Community Concerns

Have you considered.......................?

bulletpoint    The Proposed $50 Million Community Arts Center
      Duplicates Theatrical Venues

  • 1200 – 1500 - seat theater duplicates the 1100-seat historic State Theatre.
  • 450-seat mid-sized theater replaces UW-Eau Claire’s 400-seat Kjer Theatre.
  • 250-seat black box theater duplicates existing on-campus and city-wide venues.

  • Click here to learn about existing theaters in the Chippewa Valley.

bulletpoint    Endangers Thriving Community Theater Groups

The high cost facility will increase rental costs to community theater groups.  Higher rental costs mean higher ticket prices.  Higher ticket prices mean smaller audiences and lost revenue.  Without adequate revenue, community theater cannot survive.  Access to the only existing large, affordable venue, the State Theatre, will end with the opening of the new facility.  The proposed theater also fosters reliance on the city taxpayer rather than the voluntary "can do" community spirit that characterizes current performance venues.  Source: Wayne Marek, Eau Claire Children’s Theatre, VenuWorks Report

bulletpoint    Theaters Lose Money

Theaters traditionally lose money, especially in smaller cities. Those making money have 2000+ seats, have a large population of theater-goers, and run the same show for 4 - 6 weeks.  Smaller cities require a strategic balance between community theater productions and touring productions.  The more touring productions a theater hosts, the more substantial the contributions required to keep it afloat.

» **STORED RECORDS**:
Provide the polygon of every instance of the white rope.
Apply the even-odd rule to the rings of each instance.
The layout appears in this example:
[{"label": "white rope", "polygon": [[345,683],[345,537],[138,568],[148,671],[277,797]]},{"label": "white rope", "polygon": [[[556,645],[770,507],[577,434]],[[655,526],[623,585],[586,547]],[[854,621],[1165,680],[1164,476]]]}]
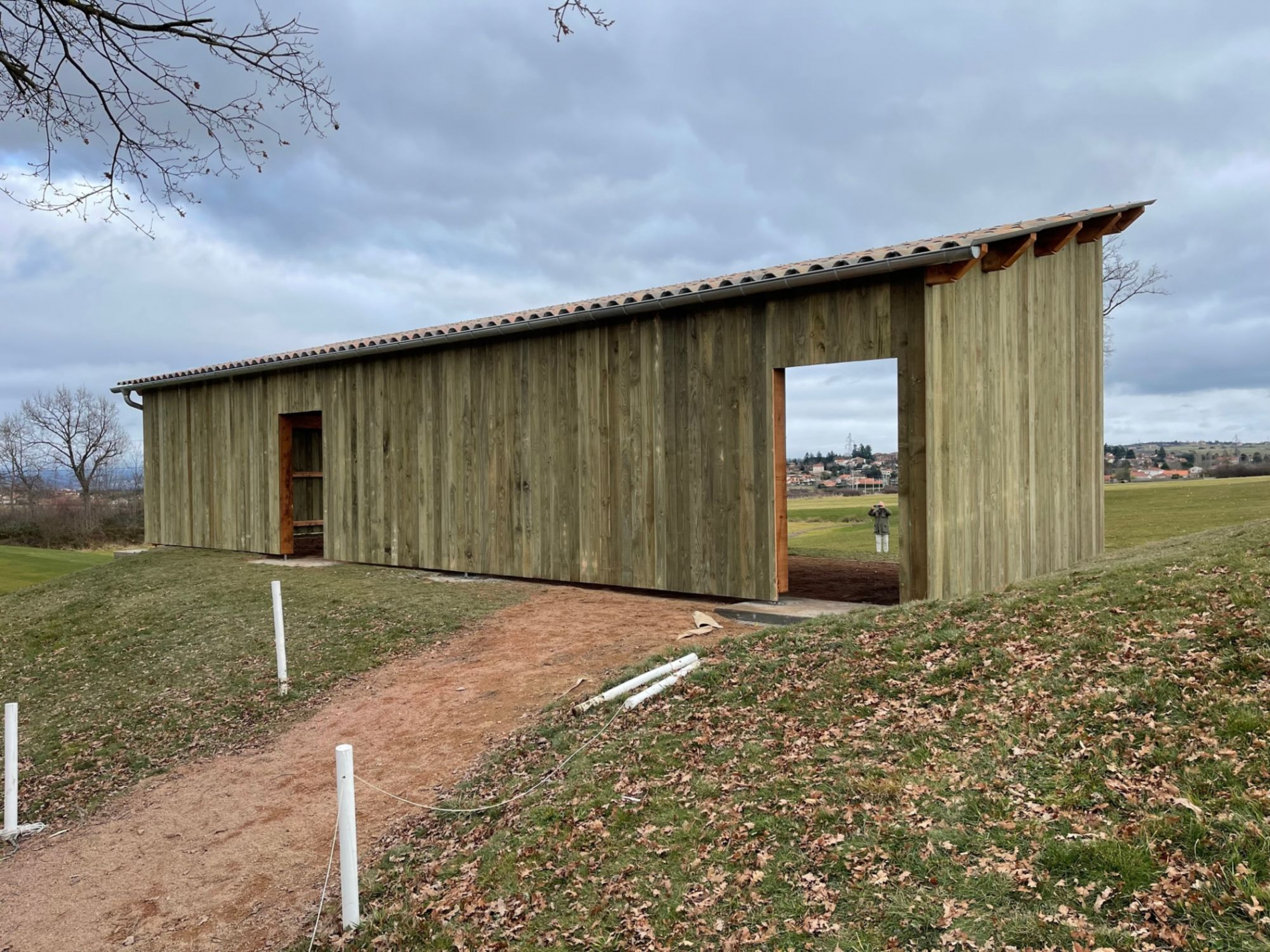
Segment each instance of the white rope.
[{"label": "white rope", "polygon": [[508,797],[507,800],[503,800],[503,801],[500,801],[498,803],[488,803],[485,806],[472,806],[472,807],[450,807],[450,806],[433,806],[431,803],[417,803],[413,800],[406,800],[405,797],[399,797],[396,793],[392,793],[390,791],[384,790],[384,787],[376,787],[368,779],[366,779],[364,777],[358,777],[356,773],[353,774],[353,779],[364,783],[367,787],[370,787],[371,790],[378,791],[384,796],[392,797],[394,800],[400,800],[403,803],[408,803],[408,805],[418,807],[420,810],[431,810],[434,814],[483,814],[483,812],[485,812],[488,810],[498,810],[500,806],[507,806],[509,803],[514,803],[517,800],[521,800],[523,797],[530,796],[530,793],[532,793],[538,787],[544,786],[547,781],[550,781],[552,777],[555,777],[558,773],[560,773],[560,770],[563,770],[565,768],[565,765],[570,760],[573,760],[573,758],[575,758],[583,750],[585,750],[592,744],[594,744],[597,740],[599,740],[599,737],[603,735],[603,732],[607,731],[612,726],[613,721],[617,720],[617,717],[621,715],[621,712],[624,710],[625,710],[624,707],[618,706],[617,710],[613,712],[613,716],[608,718],[607,724],[605,724],[603,727],[601,727],[598,731],[596,731],[593,735],[591,735],[591,739],[587,740],[582,746],[579,746],[572,754],[569,754],[569,757],[566,757],[564,760],[561,760],[555,767],[552,767],[547,773],[545,773],[542,776],[542,779],[540,779],[532,787],[530,787],[528,790],[522,790],[514,797]]},{"label": "white rope", "polygon": [[[417,803],[413,800],[406,800],[405,797],[399,797],[396,793],[392,793],[390,791],[384,790],[384,787],[377,787],[373,783],[371,783],[368,779],[366,779],[364,777],[359,777],[356,773],[353,774],[353,779],[358,781],[361,783],[364,783],[371,790],[378,791],[380,793],[382,793],[386,797],[392,797],[394,800],[399,800],[403,803],[408,803],[409,806],[418,807],[419,810],[431,810],[431,811],[433,811],[436,814],[483,814],[483,812],[485,812],[488,810],[498,810],[502,806],[508,806],[509,803],[514,803],[517,800],[522,800],[523,797],[530,796],[530,793],[532,793],[533,791],[536,791],[540,787],[542,787],[544,784],[546,784],[552,777],[555,777],[558,773],[560,773],[560,770],[563,770],[569,764],[570,760],[573,760],[578,754],[580,754],[583,750],[585,750],[592,744],[594,744],[597,740],[599,740],[601,736],[603,736],[605,731],[607,731],[613,725],[613,721],[616,721],[621,716],[622,711],[625,711],[625,710],[626,708],[624,708],[624,707],[621,707],[618,704],[617,710],[613,711],[613,716],[610,717],[605,722],[603,727],[601,727],[598,731],[596,731],[594,734],[592,734],[591,737],[588,737],[585,740],[585,743],[583,743],[577,750],[574,750],[572,754],[569,754],[569,757],[566,757],[564,760],[561,760],[555,767],[552,767],[550,770],[547,770],[545,774],[542,774],[542,778],[537,783],[535,783],[528,790],[522,790],[516,796],[508,797],[507,800],[503,800],[503,801],[500,801],[498,803],[488,803],[485,806],[474,806],[474,807],[448,807],[448,806],[433,806],[431,803]],[[323,883],[321,883],[321,895],[318,897],[318,916],[314,919],[314,930],[312,930],[312,934],[309,937],[309,952],[312,952],[314,943],[318,941],[318,927],[321,924],[321,909],[323,909],[323,905],[326,901],[326,887],[330,885],[330,871],[331,871],[331,867],[335,864],[335,839],[339,835],[339,811],[340,811],[340,809],[343,809],[343,803],[339,803],[339,801],[337,798],[335,830],[330,835],[330,857],[326,859],[326,878],[323,880]]]},{"label": "white rope", "polygon": [[326,878],[321,882],[321,895],[318,896],[318,915],[314,918],[314,934],[309,937],[309,952],[314,952],[314,943],[318,941],[318,927],[321,924],[321,908],[326,901],[326,887],[330,885],[330,869],[335,864],[335,836],[339,835],[339,812],[343,803],[335,798],[335,829],[330,834],[330,857],[326,859]]}]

» **WORK TO COMPLETE**:
**A.** Answer these from the arts center text, one line each:
(i) How many seats does the historic State Theatre have?
(ii) Which existing venue would the proposed 450-seat mid-sized theater replace?
(iii) What three traits do theaters that make money share?
**B.** Put this sentence from the arts center text into Spanish: "Higher ticket prices mean smaller audiences and lost revenue."
**C.** Continue the arts center text from its last sentence.

» **PER-TASK OUTPUTS**:
**A.**
(i) 1,100 seats.
(ii) UW-Eau Claire's 400-seat Kjer Theatre.
(iii) They have 2,000+ seats, a large population of theater-goers, and run the same show for 4 to 6 weeks.

**B.** Los precios más altos de las entradas significan públicos más reducidos y pérdida de ingresos.

**C.**
 Theater  Annual Revenue  Annual Loss  Contributions Received
 Fox Valley PAC, Appleton   $11.8 million   $3.9 million   $5 million
 *Grand Theatre, Wausau   $1.4 million   $468,000   $641,000
 **Rendondo Beach, CA   $745,000   $300,000   $300,000**
 *Burnsville, MN PAC   $1.1 Million   $1.1 million   $1.1 million**

*Programming comparable to Eau Claire’s State Theatre. Source: IRS Form 990’s, City CAFR’s or budgets, PAC Web sites.

**City-owned primarily funded by tax dollars; Redondo Beach includes no provision for capital or major maintenance items.

bulletpoint    Taxpayers Backstop Arts Center’s Annual Operating Losses

No business plan for the Community Arts Center exists beyond a proposal to apply $300,000 of city room tax revenue against anticipated annual cash losses (without a provision for future capital/major maintenance costs). This is problematic because city room tax revenue is already fully allocated to other local non-profit organizations. It is generally expected that the City of Eau Claire taxpayers will pay all operating deficits UW-Eau Claire does not accept.

bulletpoint    More City Debt

As of 2013, the long term city debt per resident was $2,108; more than triple the 2001 debt of $660 per person. This is higher than the 2013 Annual City Budget of $1,971 per person. The planned additional $21.2 million of debt for the Confluence project increases that debt to $2,424 per person. Sources: Dec. 12, 2013 blog by Russell Van Gompel, Eau Claire City Manager, Comprehensive Annual Financial Reports (CAFR).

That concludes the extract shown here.